### [EXERCISE DIRECTIONS]
Reproduce each record exactly.

### [EXCERPTED DATA]
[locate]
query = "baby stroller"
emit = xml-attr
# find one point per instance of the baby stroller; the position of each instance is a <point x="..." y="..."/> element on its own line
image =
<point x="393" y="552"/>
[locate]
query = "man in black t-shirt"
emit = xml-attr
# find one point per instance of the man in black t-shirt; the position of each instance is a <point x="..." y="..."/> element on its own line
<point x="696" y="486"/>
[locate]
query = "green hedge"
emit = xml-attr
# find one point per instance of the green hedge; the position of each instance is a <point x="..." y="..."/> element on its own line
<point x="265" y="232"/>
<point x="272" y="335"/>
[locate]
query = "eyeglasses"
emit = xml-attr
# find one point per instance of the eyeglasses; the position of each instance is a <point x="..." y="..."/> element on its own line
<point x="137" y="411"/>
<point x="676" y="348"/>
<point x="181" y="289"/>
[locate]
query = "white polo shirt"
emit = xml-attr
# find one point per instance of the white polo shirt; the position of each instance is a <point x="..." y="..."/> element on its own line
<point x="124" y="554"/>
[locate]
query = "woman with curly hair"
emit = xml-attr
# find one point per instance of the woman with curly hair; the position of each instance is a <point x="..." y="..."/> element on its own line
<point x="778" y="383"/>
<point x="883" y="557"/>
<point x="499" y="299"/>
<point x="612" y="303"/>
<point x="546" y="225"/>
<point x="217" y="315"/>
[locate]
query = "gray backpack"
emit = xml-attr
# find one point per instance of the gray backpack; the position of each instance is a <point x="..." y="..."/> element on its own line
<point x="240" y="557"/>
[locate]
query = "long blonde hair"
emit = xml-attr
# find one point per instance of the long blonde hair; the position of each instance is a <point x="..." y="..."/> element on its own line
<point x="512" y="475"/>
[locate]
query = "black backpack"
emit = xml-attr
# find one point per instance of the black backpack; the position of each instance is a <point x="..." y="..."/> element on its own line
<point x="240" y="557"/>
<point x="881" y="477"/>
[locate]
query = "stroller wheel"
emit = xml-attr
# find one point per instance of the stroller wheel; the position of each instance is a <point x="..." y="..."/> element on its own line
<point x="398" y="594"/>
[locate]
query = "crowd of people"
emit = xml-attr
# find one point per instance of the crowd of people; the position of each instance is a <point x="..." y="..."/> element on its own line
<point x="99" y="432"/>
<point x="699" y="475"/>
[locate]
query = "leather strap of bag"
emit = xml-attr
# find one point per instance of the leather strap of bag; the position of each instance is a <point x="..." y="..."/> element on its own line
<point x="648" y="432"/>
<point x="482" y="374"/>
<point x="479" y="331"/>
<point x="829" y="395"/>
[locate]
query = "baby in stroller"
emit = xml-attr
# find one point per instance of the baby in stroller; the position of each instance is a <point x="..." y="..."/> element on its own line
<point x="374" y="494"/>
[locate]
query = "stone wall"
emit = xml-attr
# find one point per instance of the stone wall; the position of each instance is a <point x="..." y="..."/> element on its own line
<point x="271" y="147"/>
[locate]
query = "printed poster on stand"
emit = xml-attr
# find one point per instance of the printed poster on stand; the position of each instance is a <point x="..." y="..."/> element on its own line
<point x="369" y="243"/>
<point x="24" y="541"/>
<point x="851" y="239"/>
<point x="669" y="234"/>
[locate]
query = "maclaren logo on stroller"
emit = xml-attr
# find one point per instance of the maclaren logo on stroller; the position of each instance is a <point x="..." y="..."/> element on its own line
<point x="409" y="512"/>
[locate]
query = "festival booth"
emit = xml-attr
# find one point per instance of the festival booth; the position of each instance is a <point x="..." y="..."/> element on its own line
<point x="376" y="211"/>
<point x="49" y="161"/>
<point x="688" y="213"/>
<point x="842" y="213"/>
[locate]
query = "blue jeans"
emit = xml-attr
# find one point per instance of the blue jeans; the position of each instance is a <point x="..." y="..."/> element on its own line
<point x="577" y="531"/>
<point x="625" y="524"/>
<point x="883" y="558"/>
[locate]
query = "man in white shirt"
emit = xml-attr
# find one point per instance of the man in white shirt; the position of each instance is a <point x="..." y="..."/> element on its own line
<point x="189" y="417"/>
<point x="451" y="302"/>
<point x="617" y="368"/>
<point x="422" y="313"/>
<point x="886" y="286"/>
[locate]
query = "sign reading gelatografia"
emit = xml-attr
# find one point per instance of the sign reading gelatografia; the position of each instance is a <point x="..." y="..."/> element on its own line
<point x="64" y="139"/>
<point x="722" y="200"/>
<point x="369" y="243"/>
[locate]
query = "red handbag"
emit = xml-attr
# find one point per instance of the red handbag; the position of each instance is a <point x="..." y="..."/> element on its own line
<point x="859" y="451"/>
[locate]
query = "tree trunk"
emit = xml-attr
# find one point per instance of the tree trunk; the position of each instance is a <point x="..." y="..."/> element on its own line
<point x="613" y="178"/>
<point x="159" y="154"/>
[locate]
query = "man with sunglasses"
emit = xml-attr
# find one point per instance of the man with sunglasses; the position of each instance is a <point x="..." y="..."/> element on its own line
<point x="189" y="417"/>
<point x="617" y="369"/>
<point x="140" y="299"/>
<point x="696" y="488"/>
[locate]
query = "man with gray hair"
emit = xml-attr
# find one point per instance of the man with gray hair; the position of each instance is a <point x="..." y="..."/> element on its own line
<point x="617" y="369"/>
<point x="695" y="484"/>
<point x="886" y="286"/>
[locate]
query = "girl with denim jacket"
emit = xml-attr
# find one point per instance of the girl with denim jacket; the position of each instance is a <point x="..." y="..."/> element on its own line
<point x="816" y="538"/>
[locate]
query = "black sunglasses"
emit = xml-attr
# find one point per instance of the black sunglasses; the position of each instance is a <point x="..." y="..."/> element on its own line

### [RESULT OF THIS TASK]
[locate]
query = "baby stroller"
emit = xml-attr
# find one point per instance of the baby stroller; the position of each instance is a <point x="..." y="..."/> element on its own line
image =
<point x="393" y="552"/>
[locate]
query = "man in black t-shirt"
emit = xml-attr
# find one point per instance of the man in black t-shirt; the position of each instance is a <point x="..." y="..."/> element on its own line
<point x="696" y="486"/>
[locate]
query = "green hedge"
emit = xml-attr
# find one point per instance of the green hedge; the position of each instance is a <point x="..." y="..."/> element on its own line
<point x="265" y="232"/>
<point x="272" y="335"/>
[locate]
query = "eyeglasses"
emit = xml-attr
# find one point per instance of the eyeglasses; the position of each instance is a <point x="..." y="..."/> element on its own line
<point x="137" y="411"/>
<point x="676" y="348"/>
<point x="181" y="289"/>
[locate]
query = "white polo shirt"
emit = xml-attr
# find one point per instance of the white polo shirt; the position of each instance is a <point x="..." y="..."/> element on its own line
<point x="124" y="554"/>
[locate]
query = "woman with curly hair"
emit = xml-attr
# find one point per instance of the woman with curly hair; the position of each instance is a <point x="..." y="..."/> element on its own line
<point x="778" y="383"/>
<point x="883" y="557"/>
<point x="499" y="299"/>
<point x="612" y="303"/>
<point x="546" y="225"/>
<point x="217" y="315"/>
[locate]
query = "gray backpack"
emit = xml-attr
# find one point per instance of the gray backpack; the position of each instance is a <point x="..." y="..."/> element on its own line
<point x="240" y="557"/>
[locate]
query = "long blonde hair"
emit = xml-attr
# find one point per instance of the long blonde hair; the position of each instance is a <point x="..." y="..."/> element on its own line
<point x="512" y="475"/>
[locate]
query = "black backpack"
emit = xml-attr
# find one point per instance of the black backpack; the position of each instance is a <point x="..." y="..."/> element on its own line
<point x="240" y="557"/>
<point x="881" y="477"/>
[locate]
query = "stroller wheel"
emit = xml-attr
# find one point per instance of the stroller wheel; the position of each instance is a <point x="..." y="..."/> element on its own line
<point x="398" y="594"/>
[locate]
query = "crowd of people"
emit = xml-attr
# find one point per instance of the crowd of people; the position of each instance is a <point x="..." y="..."/> element on its own line
<point x="99" y="432"/>
<point x="699" y="475"/>
[locate]
query = "leather strap of bag"
emit = xml-attr
# find one point per instance of the leather strap of bag; the position of each instance is a <point x="..." y="..."/> element on its own line
<point x="648" y="432"/>
<point x="482" y="374"/>
<point x="479" y="331"/>
<point x="829" y="395"/>
[locate]
query = "baby in stroller"
emit = xml-attr
# find one point per instance of the baby in stroller; the position of each instance is a <point x="..." y="..."/> element on its own line
<point x="374" y="494"/>
[locate]
query = "stone wall"
emit = xml-attr
# find one point per instance of the stone wall; the position of each instance is a <point x="..." y="..."/> element on its own line
<point x="271" y="147"/>
[locate]
query = "printed poster on stand"
emit = xml-attr
# find one point per instance of the printed poster on stand; the position of each instance is a <point x="..." y="..."/> element on its own line
<point x="369" y="243"/>
<point x="24" y="541"/>
<point x="851" y="239"/>
<point x="669" y="234"/>
[locate]
query = "maclaren logo on stroller"
emit = xml-attr
# find one point per instance of the maclaren logo on stroller; the position of each instance is a <point x="..." y="..."/> element on its own line
<point x="409" y="512"/>
[locate]
query = "festival booth"
emit = xml-attr
# find one point per instance of the festival booth; the position of each instance is a <point x="..." y="..."/> element on its own line
<point x="376" y="211"/>
<point x="49" y="161"/>
<point x="688" y="213"/>
<point x="842" y="213"/>
[locate]
query = "blue jeans"
emit = xml-attr
# find one point per instance of the blue jeans; the position of each instance is a <point x="..." y="..."/> element on its own line
<point x="577" y="531"/>
<point x="625" y="524"/>
<point x="883" y="558"/>
[locate]
query = "man in white shirt"
emit = xml-attr
# find one point per instance of the man in white shirt; the position of each instance is a <point x="..." y="..."/> element on its own line
<point x="189" y="417"/>
<point x="451" y="302"/>
<point x="617" y="368"/>
<point x="422" y="313"/>
<point x="886" y="286"/>
[locate]
query = "sign reading gelatografia"
emit = xml-attr
# find one point per instance of the sign reading gelatografia; the position of each instance is a <point x="..." y="..."/> element on its own line
<point x="64" y="139"/>
<point x="722" y="200"/>
<point x="369" y="243"/>
[locate]
query = "red handbag"
emit = xml-attr
# find one point per instance of the red handbag; the position of each instance is a <point x="..." y="..."/> element on its own line
<point x="859" y="451"/>
[locate]
query = "tree trunk"
emit = xml-attr
# find one point per instance of the tree trunk; the position of each instance is a <point x="..." y="..."/> element on its own line
<point x="613" y="178"/>
<point x="159" y="154"/>
[locate]
query = "man with sunglasses"
emit = xml-attr
# find one point per instance of the man with sunglasses; the position of each instance is a <point x="..." y="..."/> element on its own line
<point x="189" y="417"/>
<point x="617" y="369"/>
<point x="140" y="299"/>
<point x="696" y="488"/>
[locate]
query = "man with gray hair"
emit = xml-attr
# find one point per instance of the man with gray hair; the position of each instance is a <point x="..." y="..."/> element on its own line
<point x="617" y="369"/>
<point x="695" y="484"/>
<point x="886" y="286"/>
[locate]
query = "girl with denim jacket"
emit = xml-attr
# find one point per instance of the girl with denim jacket; the position of each instance is a <point x="..." y="..."/> element on its own line
<point x="816" y="538"/>
[locate]
query = "black sunglasses"
emit = xml-attr
# find one point per instance of the black sunglasses; the position of each instance is a <point x="..." y="..."/> element on its own line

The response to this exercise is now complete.